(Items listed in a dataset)

+ + + + +

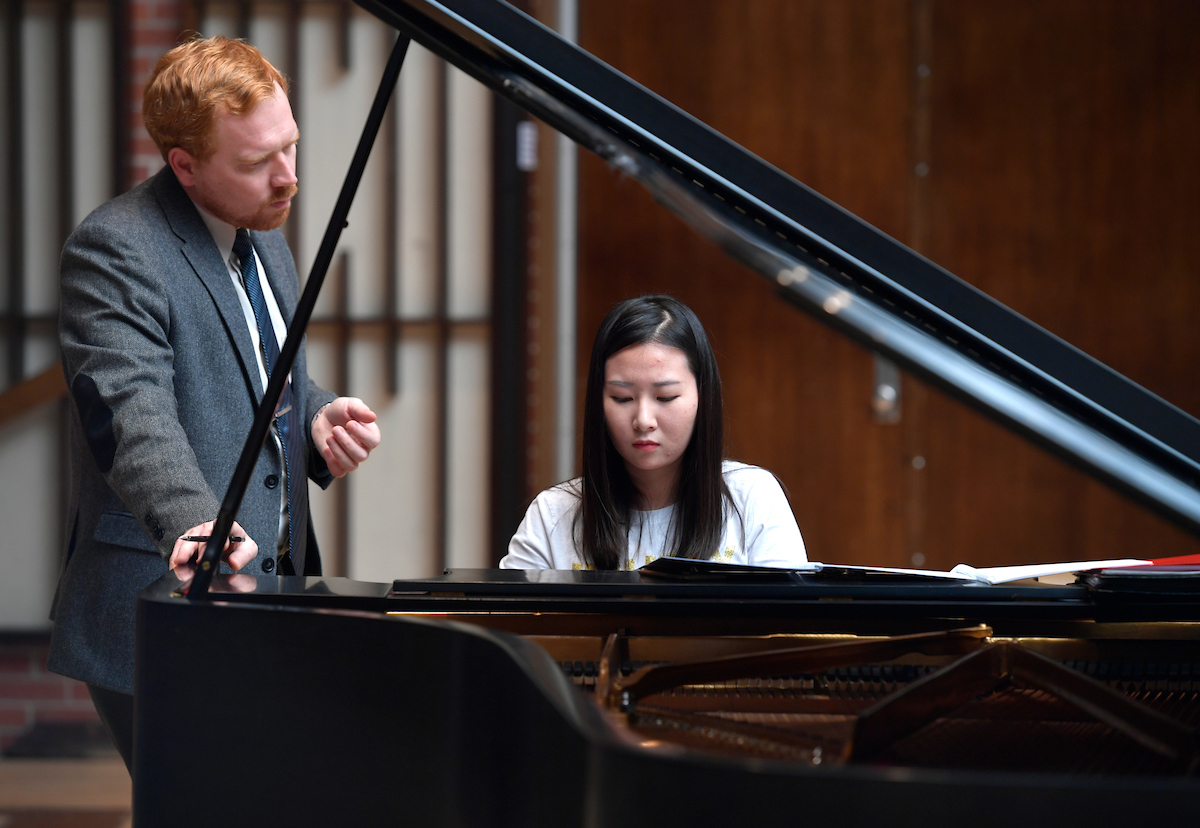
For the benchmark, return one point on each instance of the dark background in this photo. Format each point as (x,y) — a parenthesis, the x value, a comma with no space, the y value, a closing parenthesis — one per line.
(1042,150)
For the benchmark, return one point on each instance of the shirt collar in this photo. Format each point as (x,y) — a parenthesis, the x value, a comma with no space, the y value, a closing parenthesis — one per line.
(222,233)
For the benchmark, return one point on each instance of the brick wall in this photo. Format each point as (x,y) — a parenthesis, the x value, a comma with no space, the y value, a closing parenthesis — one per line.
(155,27)
(29,695)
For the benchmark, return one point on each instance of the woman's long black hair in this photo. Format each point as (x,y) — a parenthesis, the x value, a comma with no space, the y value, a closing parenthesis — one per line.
(607,491)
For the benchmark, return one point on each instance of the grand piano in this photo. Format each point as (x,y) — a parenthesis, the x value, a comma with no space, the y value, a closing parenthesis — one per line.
(693,694)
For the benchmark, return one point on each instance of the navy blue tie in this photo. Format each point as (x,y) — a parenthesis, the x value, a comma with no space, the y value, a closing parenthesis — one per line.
(287,419)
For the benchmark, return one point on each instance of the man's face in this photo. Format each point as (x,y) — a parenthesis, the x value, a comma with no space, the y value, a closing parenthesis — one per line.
(251,178)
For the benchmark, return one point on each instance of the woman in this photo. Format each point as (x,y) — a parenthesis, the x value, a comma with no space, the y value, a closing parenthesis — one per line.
(654,480)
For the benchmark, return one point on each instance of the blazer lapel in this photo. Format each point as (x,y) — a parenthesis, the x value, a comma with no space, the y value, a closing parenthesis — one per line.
(201,252)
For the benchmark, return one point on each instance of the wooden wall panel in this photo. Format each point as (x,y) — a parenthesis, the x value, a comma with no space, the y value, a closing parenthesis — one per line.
(1063,181)
(1032,195)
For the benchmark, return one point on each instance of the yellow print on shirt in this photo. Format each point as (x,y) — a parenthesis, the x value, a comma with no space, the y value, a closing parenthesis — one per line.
(725,557)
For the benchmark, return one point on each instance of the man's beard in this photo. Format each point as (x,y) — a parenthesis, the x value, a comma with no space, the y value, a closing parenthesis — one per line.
(264,219)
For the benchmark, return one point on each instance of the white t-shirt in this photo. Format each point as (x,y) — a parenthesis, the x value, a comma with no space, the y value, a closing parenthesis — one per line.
(761,532)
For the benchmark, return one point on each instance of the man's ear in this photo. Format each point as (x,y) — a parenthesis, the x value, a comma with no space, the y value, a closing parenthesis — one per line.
(183,163)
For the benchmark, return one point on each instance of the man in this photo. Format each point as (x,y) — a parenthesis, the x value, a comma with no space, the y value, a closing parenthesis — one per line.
(175,300)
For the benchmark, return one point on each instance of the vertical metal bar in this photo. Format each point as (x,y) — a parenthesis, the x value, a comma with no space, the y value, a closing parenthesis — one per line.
(119,35)
(442,333)
(916,421)
(565,245)
(15,335)
(342,325)
(393,275)
(66,120)
(507,472)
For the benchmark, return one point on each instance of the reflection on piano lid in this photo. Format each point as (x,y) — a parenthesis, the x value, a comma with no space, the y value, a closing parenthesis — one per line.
(827,261)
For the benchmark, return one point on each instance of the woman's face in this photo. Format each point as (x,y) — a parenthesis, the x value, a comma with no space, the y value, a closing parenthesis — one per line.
(649,406)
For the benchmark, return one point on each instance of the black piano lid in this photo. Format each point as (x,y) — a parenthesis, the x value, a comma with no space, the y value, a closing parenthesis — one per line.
(827,261)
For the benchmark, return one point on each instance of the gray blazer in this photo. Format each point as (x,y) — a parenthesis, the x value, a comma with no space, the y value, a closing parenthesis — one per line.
(163,384)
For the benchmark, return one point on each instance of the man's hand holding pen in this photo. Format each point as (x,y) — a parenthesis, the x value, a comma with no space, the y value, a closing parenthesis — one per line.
(239,549)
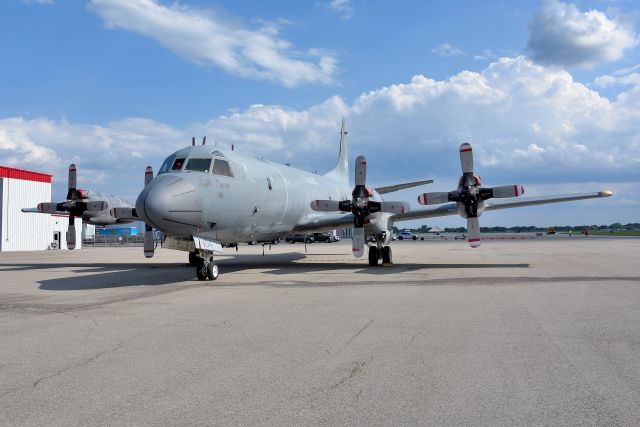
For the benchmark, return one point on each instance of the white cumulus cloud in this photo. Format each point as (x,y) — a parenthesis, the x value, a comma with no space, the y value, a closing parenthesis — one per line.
(561,34)
(446,50)
(528,124)
(205,38)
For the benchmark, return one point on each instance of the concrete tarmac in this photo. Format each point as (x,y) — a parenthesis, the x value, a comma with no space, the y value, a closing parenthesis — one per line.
(532,332)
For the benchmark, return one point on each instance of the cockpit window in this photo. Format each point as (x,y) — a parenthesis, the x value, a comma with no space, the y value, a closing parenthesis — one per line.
(166,164)
(221,167)
(200,165)
(177,165)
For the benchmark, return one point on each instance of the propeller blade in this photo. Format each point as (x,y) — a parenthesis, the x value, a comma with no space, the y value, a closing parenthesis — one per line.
(434,198)
(508,191)
(71,233)
(97,206)
(148,241)
(394,207)
(358,242)
(361,170)
(466,158)
(325,205)
(47,207)
(473,232)
(148,175)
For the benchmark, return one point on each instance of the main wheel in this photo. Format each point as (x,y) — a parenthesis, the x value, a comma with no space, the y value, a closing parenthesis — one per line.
(373,256)
(212,271)
(193,258)
(201,271)
(387,257)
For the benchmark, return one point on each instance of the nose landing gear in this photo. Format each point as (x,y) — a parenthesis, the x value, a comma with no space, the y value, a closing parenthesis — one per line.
(380,252)
(206,268)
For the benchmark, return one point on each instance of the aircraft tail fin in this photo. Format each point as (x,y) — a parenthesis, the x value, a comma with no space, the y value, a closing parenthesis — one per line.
(341,171)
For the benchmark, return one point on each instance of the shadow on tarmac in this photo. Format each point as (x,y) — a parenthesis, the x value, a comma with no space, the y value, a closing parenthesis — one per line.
(114,275)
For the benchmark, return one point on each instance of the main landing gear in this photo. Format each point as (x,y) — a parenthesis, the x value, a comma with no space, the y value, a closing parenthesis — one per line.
(206,268)
(380,252)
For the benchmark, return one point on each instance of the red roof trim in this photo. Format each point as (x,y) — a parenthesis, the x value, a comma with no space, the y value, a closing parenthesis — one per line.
(26,175)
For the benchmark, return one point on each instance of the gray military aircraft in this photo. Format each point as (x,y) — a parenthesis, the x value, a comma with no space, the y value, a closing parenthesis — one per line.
(205,197)
(93,207)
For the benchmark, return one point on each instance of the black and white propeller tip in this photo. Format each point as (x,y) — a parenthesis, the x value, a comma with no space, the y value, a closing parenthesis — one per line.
(470,195)
(360,205)
(149,241)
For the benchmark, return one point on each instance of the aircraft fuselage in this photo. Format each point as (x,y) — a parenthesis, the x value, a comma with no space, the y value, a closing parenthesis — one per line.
(234,197)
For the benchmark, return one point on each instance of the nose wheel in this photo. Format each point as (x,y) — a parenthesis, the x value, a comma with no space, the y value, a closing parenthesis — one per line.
(380,252)
(207,269)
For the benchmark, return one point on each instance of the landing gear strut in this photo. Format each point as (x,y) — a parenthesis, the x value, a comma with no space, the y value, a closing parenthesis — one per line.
(206,268)
(380,252)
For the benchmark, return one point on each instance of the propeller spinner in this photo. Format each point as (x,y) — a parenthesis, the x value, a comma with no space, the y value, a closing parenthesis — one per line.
(361,206)
(470,195)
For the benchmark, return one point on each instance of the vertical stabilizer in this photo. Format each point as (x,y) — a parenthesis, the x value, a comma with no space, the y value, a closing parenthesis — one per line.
(341,171)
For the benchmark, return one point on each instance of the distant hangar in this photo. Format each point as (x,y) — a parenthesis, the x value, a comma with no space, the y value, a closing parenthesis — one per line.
(21,231)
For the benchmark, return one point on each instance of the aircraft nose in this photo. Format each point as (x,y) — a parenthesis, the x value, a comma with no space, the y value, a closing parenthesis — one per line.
(171,204)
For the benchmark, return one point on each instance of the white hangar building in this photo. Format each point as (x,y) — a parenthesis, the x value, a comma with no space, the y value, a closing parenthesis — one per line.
(22,231)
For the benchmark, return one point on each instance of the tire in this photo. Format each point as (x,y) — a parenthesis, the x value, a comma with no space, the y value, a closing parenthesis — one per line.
(201,272)
(387,256)
(193,258)
(212,271)
(373,256)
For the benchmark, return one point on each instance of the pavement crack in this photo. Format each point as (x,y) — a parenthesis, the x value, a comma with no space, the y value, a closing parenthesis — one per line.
(353,372)
(359,332)
(80,364)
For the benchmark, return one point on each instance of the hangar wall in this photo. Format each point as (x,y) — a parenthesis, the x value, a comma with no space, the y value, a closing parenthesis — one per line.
(20,231)
(20,189)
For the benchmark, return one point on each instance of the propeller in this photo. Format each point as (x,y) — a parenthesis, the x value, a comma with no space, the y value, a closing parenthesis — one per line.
(76,205)
(149,246)
(470,195)
(361,206)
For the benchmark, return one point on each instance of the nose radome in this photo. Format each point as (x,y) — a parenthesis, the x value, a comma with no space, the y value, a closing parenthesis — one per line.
(171,204)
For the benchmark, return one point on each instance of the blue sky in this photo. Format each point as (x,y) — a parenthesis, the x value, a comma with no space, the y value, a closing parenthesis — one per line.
(548,92)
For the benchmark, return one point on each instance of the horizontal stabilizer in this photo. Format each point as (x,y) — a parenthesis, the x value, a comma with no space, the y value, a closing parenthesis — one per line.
(398,187)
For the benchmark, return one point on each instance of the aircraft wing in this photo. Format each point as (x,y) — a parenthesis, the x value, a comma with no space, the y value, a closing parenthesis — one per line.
(398,187)
(452,208)
(541,200)
(35,210)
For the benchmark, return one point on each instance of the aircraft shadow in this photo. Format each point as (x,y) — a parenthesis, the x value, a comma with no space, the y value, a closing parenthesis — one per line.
(82,276)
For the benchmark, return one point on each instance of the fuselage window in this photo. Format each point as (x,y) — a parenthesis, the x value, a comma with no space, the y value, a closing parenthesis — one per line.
(200,165)
(166,165)
(177,165)
(221,167)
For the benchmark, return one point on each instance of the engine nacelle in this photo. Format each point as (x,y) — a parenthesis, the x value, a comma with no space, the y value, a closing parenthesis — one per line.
(435,198)
(508,191)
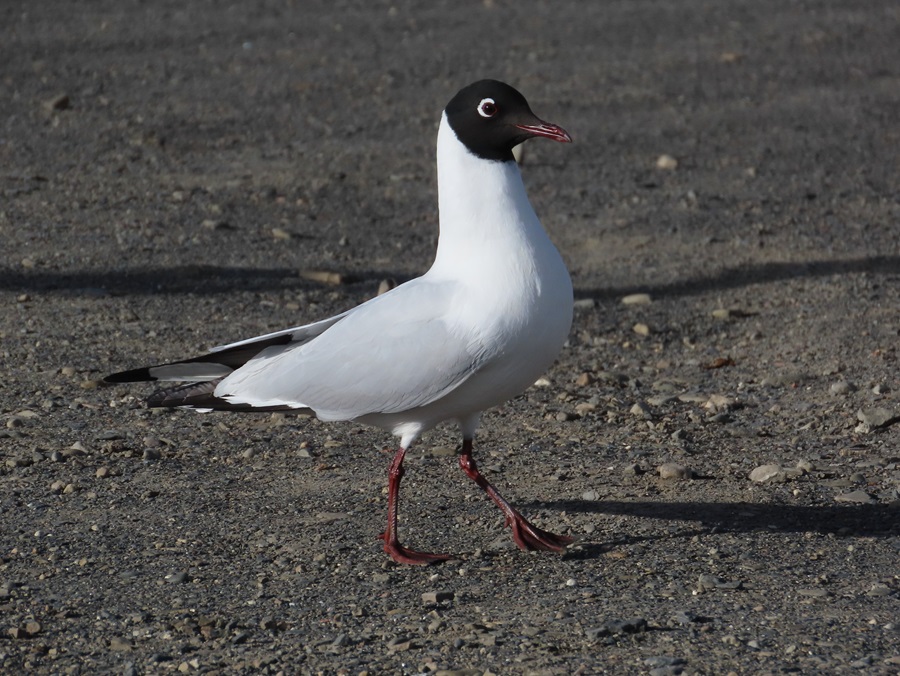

+ + + + +

**Do this:**
Turn the lines of the data into a numbered list with no blank lines, starting at the line that contains "the aircraft shadow" and ending at the end of the data. Leave the pictures out of the answer.

**Worked answer:**
1. For the benchmark, return one point on each instance of the aircraft shadow in this photo. Format each point as (x,y) — a parenthesis, the x value, a comma with no space, the y value, a closing parenthesis — one per line.
2. (82,276)
3. For the benchmark, return one point on each instance of the fuselage window in this photo. Format each point as (x,y) — a parenthesis, the x value, a comma with no space, the y value, a closing parenthesis — one per line.
4. (200,165)
5. (166,165)
6. (177,165)
7. (221,167)
8. For the benchmark, return one point on each instance of the engine nacelle in this photo. Format each point as (x,y) — a parenthesis, the x value, a comma with no space, the y value, a closing parenthesis — one per line.
9. (435,198)
10. (508,191)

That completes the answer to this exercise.